## Document section
— Begin —

Itay Neeman, Ph.D.
Associate Professor of Mathematics
University of California, Los Angeles
Born in 1972 in Zafed, Israel
Studied Mathematics at King's College London, at Oxford University
and at the University of California, Los Angeles
Focus
Inner Model Theory
Project
Determinacy and Large Cardinals
Research over the past two decades has revealed a connection between large cardinal axioms ( axioms of Set Theory which go beyond the basic axioms of ZFC ( and properties of definable sets of real numbers. The intermediary between large cardinals and the real line is the principle of determinacy, stating the existence of winning strategies in infinite games on natural numbers. On the one hand, this principle has been used as a basis for the study of definable sets of reals. On the other hand, it is known to be closely connected to large cardinal axioms.While at the Wissenschaftskolleg, I propose to conduct research exploiting the connection between large cardinals and determinacy, to the benefit of both subjects. I plan to work with Ronald B. Jensen (Humboldt University, Berlin) and my co-Fellow Martin Zeman, who are both experts on large cardinals, and with my co-Fellow John Steel, who is an expert on both large cardinals and determinacy.
Recommended Reading
Neeman, Itay. The Determinacy of Long Games. De Gruyter Series in Logic and Its Applications, vol. 7. Berlin: de Gruyter, November 2004.
-. "An Introduction to Proofs of Determinacy of Long Games." In Logic Colloquium '01. Lecture Notes in Logic, vol. 20. Wellesley, MA: AK Peters, 2005.
-. "Games of length omega_1." Submitted.

— End —

## Entries taken from a collection
— Begin —

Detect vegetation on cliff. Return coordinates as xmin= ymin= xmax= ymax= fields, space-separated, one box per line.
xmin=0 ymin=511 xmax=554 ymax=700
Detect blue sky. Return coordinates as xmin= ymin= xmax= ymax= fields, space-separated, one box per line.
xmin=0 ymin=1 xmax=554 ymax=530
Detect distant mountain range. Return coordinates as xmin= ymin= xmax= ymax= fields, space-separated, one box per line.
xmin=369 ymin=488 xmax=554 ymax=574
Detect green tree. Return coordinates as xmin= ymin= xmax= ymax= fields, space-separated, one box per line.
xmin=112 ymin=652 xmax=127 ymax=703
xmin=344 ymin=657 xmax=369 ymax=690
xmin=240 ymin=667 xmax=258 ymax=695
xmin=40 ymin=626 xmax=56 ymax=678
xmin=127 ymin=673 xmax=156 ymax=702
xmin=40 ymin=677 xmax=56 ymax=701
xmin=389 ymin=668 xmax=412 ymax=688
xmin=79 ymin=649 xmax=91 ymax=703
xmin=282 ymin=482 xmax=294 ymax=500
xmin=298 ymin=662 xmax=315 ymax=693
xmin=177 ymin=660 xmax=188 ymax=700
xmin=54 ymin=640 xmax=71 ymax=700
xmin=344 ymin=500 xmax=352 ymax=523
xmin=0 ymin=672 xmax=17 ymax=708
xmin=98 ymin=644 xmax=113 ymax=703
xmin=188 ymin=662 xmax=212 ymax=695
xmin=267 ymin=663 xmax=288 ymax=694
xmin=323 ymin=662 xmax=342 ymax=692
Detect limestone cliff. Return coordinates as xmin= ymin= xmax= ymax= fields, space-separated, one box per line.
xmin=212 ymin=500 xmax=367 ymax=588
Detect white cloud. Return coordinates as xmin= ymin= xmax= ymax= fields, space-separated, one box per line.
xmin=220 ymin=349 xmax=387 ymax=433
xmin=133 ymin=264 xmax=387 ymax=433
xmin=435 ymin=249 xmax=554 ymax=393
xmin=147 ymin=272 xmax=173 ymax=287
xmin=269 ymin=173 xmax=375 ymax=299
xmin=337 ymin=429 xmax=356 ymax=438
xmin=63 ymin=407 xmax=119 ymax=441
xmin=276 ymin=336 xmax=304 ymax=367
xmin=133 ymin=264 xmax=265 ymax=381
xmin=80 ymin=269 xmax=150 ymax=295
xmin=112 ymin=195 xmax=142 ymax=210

— End —

## Given exercise 1
Answer these questions from the Itay Neeman profile:
(a) In what year and in what place was he born?
(b) What principle does the profile name as the intermediary between large cardinals and the real line?
(c) In which series was The Determinacy of Long Games published?
## Given exercise 2
Decide whether each statement agrees with the Itay Neeman profile:
(a) He studied mathematics at Oxford University.
(b) Martin Zeman is described as an expert on both large cardinals and determinacy.
(c) "Games of length omega_1" is listed as published in 2005.
## Given exercise 3
Output the part of the Itay Neeman profile that starts at the words "Recommended Reading" and ends after the words "AK Peters, 2005.".

## Exercise response 1
(a) 1972, in Zafed, Israel.
(b) The principle of determinacy.
(c) The De Gruyter Series in Logic and Its Applications, vol. 7.

## Exercise response 2
(a) Yes: "Studied Mathematics at King's College London, at Oxford University"
(b) No: "my co-Fellow John Steel, who is an expert on both large cardinals and determinacy"
(c) No: "Games of length omega_1." Submitted.

## Exercise response 3
Recommended Reading
Neeman, Itay. The Determinacy of Long Games. De Gruyter Series in Logic and Its Applications, vol. 7. Berlin: de Gruyter, November 2004.
-. "An Introduction to Proofs of Determinacy of Long Games." In Logic Colloquium '01. Lecture Notes in Logic, vol. 20. Wellesley, MA: AK Peters, 2005.